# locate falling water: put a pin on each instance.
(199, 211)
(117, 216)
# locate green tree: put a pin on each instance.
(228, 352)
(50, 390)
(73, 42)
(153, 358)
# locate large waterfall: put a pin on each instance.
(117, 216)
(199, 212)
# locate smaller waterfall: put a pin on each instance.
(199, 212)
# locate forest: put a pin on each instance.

·····

Prompt → Only the lines from the one containing "# locate large" through the last line of the material belong in your answer; output them exactly.

Solution to this task →
# locate large waterfall: put a pin on each instance.
(117, 216)
(199, 212)
# locate smaller waterfall: put a pin on each instance.
(199, 212)
# locate forest: put a pin on each instance.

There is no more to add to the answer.